■ ABOUT THIS TASK ■
Search the material below for the string "photo" and extract each line that has it.

■ INFORMATION SUPPLIED ■
+-------+
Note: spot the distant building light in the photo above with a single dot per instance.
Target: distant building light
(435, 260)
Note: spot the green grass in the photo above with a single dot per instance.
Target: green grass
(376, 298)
+-------+
■ THE COMPLETED TASK ■
Note: spot the distant building light in the photo above with a single dot per instance.
Note: spot the green grass in the photo above with a single dot per instance.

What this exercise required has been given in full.